| EXTRACT TO READ |
-- BEGIN --

IN AN EFFORT TO MAKE SENSE OF THE CIVIC CONSEQUENCES of the ongoing technological revolutions in our midst, the Andrea Mitchell Center for the Study of Democracy, in partnership with Perry World House, will devote a yearlong series in 2022-23 to exploring various intersections of technology and politics. Topics will include such issues as the role of race in shaping the often disparate impacts of technology, and what this means for democracy; the potential benefits and drawbacks of smart cities for sustainability and civic engagement; the relationship of Big Tech to democratic institutions and values; recent, technologically driven trends in the democratization of finance; examination of current and anticipated technological developments surrounding warfare; the relationship of technology to the question for economic democracy; and the technological features of the security state in China, and other similar regimes, and their impact on civic life.
2021-22
Visit the Social Change and the Global Middle East archive page.
THE MIDDLE EAST IS A REGION whose recent history has been marked by rapid, often unexpected bouts of change. The last decade in particular has seen the region experience a series of seismic events set into motion by the Arab Spring and escalating regional rivalries. These events, including the largest refugee crisis since World War II and the world’s worst humanitarian crisis, have blurred the lines between regions and borders. The impacts have been worldwide, as global powers have grappled with the legacies of their involvement in the Middle East. At the same time, these events have pushed social issues to the forefront, encouraging dialogue, expression, and the rethinking of established norms. In its 2021-2022 theme year, Social Change and the Global Middle East, The Andrea Mitchell Center examines the region through multiple lenses and perspectives in order to shed new light on a part of the world that remains as relevant, and as complicated, as ever.
2020-21
Visit the Free Speech Battles archive of essays, podcasts and videos.
Free speech has re-emerged in recent years as a significant political rallying cry, as political polarization and shifting cultural sensitivities have worked to intensify the struggles in many democratic countries over the boundaries of acceptable speech. These struggles are far from new, but in the contemporary context emerging media platforms have presented new challenges to the regulation and protection of open expression. In this environment, businesses and civil-society organizations throughout the world contend with issues of political speech and related boycotts, while in the U.S., social and legal developments require us to rethink our interpretations and implementation of the First Amendment. In its 2020-2021 theme year, FREE SPEECH BATTLES, The Andrea Mitchell Center examines both the contentious history of free expression and the ongoing developments that have made it once again a central issue in democratic societies.
2019-20
Visit the Reverberations of Inequality archive of essays, podcasts and videos.
Inequality has emerged as a key political issue. There are signs moreover that inequality harms health, diminishes political engagement, and ripples across social life throughout the world. During its 2019-2020 theme year, REVERBERATIONS OF INEQUALITY, the Andrea Mitchell Center will invite a range of speakers to delve into a growing body of scholarship suggesting that inequality is not simply a matter of skewed wealth. Rather, it is something that permeates our lives, its ripple effects shaping our bodies, minds, social networks, identities, life chances, and capacity to participate in shared institutions. And if some degree of equality is indeed a precondition for democratic participation, how might that conflict with the personal liberties that also underlie democracy? What is the correct balance to strike?

-- END --

(Point labeling dataset excerpts)
-- BEGIN --

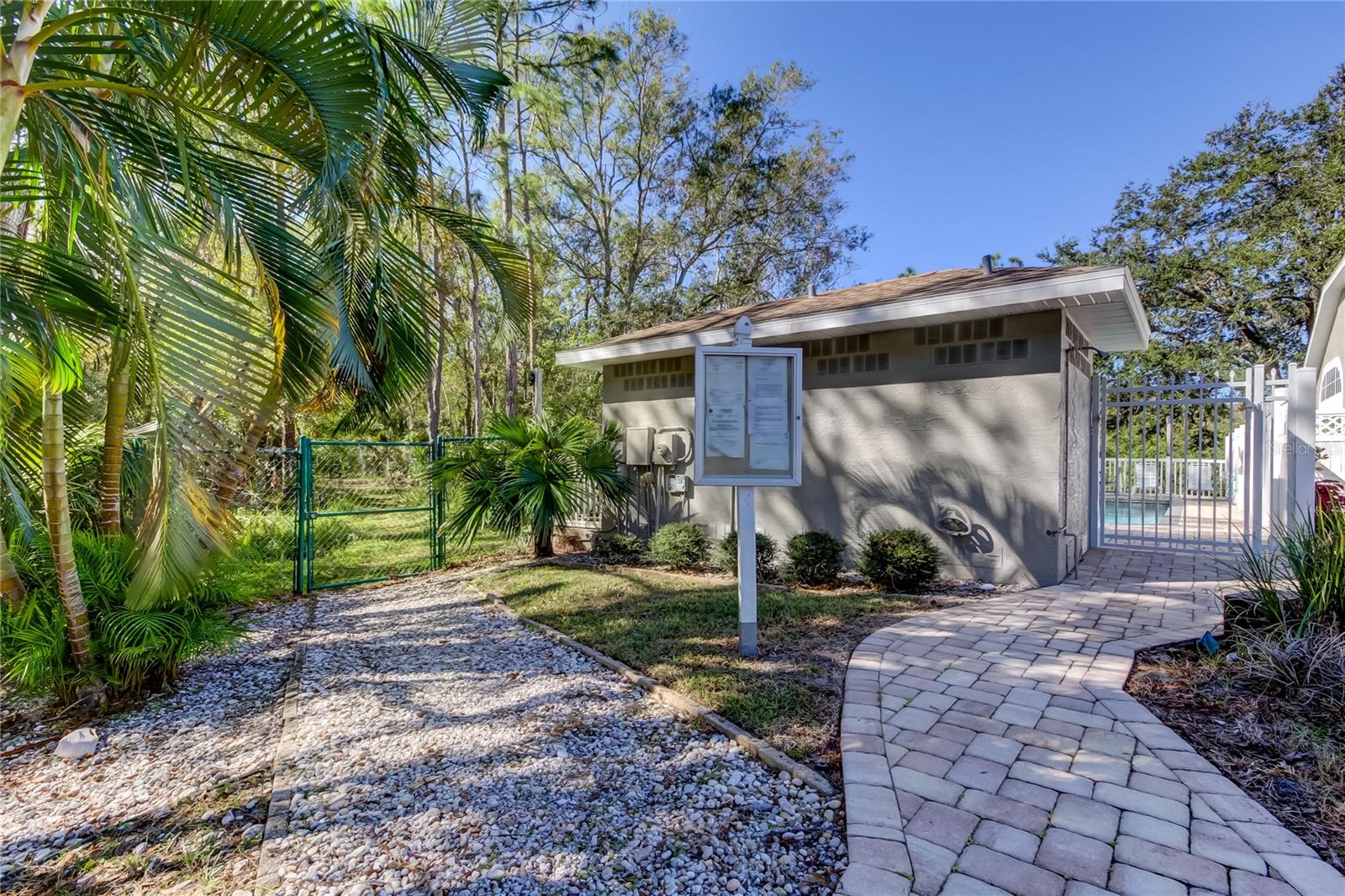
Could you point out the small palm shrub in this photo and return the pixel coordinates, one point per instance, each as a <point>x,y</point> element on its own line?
<point>622,548</point>
<point>268,537</point>
<point>900,560</point>
<point>678,546</point>
<point>529,475</point>
<point>814,559</point>
<point>136,650</point>
<point>725,555</point>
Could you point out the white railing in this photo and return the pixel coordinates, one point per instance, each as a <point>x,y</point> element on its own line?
<point>1331,441</point>
<point>1188,477</point>
<point>589,509</point>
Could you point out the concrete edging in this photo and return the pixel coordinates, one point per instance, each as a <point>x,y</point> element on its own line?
<point>694,709</point>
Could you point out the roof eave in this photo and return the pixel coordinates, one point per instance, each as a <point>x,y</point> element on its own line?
<point>990,299</point>
<point>1328,306</point>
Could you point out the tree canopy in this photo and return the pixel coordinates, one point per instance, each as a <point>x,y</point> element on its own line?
<point>1230,250</point>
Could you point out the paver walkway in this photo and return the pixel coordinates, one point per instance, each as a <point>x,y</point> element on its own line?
<point>990,748</point>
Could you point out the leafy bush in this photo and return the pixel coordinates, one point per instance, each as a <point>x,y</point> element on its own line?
<point>136,650</point>
<point>725,555</point>
<point>814,559</point>
<point>678,546</point>
<point>529,475</point>
<point>900,560</point>
<point>622,548</point>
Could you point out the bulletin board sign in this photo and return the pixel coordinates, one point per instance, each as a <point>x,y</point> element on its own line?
<point>748,416</point>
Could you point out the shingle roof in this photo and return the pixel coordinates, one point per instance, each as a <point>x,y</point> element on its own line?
<point>872,293</point>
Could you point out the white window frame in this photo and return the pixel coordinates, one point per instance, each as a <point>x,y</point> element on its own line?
<point>1333,401</point>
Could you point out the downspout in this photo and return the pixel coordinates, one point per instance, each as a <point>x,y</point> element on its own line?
<point>1063,529</point>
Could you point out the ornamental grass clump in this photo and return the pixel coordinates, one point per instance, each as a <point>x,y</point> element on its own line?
<point>814,559</point>
<point>1286,625</point>
<point>678,546</point>
<point>900,560</point>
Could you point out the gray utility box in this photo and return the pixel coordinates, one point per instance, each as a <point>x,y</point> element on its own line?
<point>639,447</point>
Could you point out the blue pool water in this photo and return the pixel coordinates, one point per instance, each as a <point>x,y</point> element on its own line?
<point>1134,513</point>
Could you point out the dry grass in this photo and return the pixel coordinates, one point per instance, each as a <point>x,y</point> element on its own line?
<point>1286,752</point>
<point>186,849</point>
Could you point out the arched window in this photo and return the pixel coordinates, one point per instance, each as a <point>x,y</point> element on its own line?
<point>1331,382</point>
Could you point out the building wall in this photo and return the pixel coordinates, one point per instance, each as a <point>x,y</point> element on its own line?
<point>892,444</point>
<point>1332,361</point>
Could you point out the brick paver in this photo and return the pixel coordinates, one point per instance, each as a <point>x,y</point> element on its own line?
<point>997,746</point>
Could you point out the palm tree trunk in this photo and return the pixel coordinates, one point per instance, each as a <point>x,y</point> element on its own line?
<point>15,66</point>
<point>542,546</point>
<point>235,470</point>
<point>11,587</point>
<point>114,439</point>
<point>55,493</point>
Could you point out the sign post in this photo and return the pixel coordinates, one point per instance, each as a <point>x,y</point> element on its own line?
<point>750,428</point>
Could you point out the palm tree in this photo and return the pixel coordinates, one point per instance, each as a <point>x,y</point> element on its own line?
<point>529,475</point>
<point>230,178</point>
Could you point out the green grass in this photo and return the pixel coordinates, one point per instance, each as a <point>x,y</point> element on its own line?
<point>382,546</point>
<point>683,634</point>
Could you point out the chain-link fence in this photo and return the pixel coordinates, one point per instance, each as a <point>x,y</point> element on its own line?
<point>369,512</point>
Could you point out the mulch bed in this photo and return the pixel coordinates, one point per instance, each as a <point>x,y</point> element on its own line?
<point>1286,755</point>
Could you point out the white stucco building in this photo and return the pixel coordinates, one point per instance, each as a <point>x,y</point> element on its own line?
<point>962,389</point>
<point>1327,353</point>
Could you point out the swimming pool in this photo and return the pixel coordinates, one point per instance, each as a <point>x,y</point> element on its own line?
<point>1134,513</point>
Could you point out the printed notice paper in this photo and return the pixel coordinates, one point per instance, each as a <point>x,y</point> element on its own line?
<point>725,405</point>
<point>768,412</point>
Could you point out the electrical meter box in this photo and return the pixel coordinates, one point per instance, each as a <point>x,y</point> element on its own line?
<point>667,448</point>
<point>639,445</point>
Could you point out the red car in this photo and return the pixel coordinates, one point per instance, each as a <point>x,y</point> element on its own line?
<point>1331,495</point>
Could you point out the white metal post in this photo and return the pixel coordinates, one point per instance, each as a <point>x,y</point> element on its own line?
<point>746,535</point>
<point>1096,441</point>
<point>1301,444</point>
<point>1258,481</point>
<point>746,571</point>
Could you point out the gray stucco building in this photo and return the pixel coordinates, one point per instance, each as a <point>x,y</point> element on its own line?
<point>965,389</point>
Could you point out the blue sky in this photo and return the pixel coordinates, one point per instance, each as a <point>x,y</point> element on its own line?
<point>1004,127</point>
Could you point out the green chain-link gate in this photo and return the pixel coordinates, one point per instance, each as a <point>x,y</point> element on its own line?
<point>367,512</point>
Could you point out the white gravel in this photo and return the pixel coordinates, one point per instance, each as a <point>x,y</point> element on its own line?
<point>221,721</point>
<point>441,747</point>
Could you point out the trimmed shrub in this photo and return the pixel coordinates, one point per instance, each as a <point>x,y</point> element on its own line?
<point>900,560</point>
<point>678,546</point>
<point>134,650</point>
<point>622,548</point>
<point>725,555</point>
<point>814,559</point>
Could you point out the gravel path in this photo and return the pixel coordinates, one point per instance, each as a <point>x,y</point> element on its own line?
<point>221,723</point>
<point>441,747</point>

-- END --

| TASK REQUIREMENTS |
**a.** Which organization is partnering with the Andrea Mitchell Center on the 2022-23 series, according to the passage on the center's theme years?
**b.** Can you rewrite the passage on the center's theme years from "Inequality has emerged" to "balance to strike?", changing "political engagement" to "civic participation"?
These records were taken from a separate source.

| THE RESULTS |
**a.** Perry World House.

**b.**
Inequality has emerged as a key political issue. There are signs moreover that inequality harms health, diminishes civic participation, and ripples across social life throughout the world. During its 2019-2020 theme year, REVERBERATIONS OF INEQUALITY, the Andrea Mitchell Center will invite a range of speakers to delve into a growing body of scholarship suggesting that inequality is not simply a matter of skewed wealth. Rather, it is something that permeates our lives, its ripple effects shaping our bodies, minds, social networks, identities, life chances, and capacity to participate in shared institutions. And if some degree of equality is indeed a precondition for democratic participation, how might that conflict with the personal liberties that also underlie democracy? What is the correct balance to strike?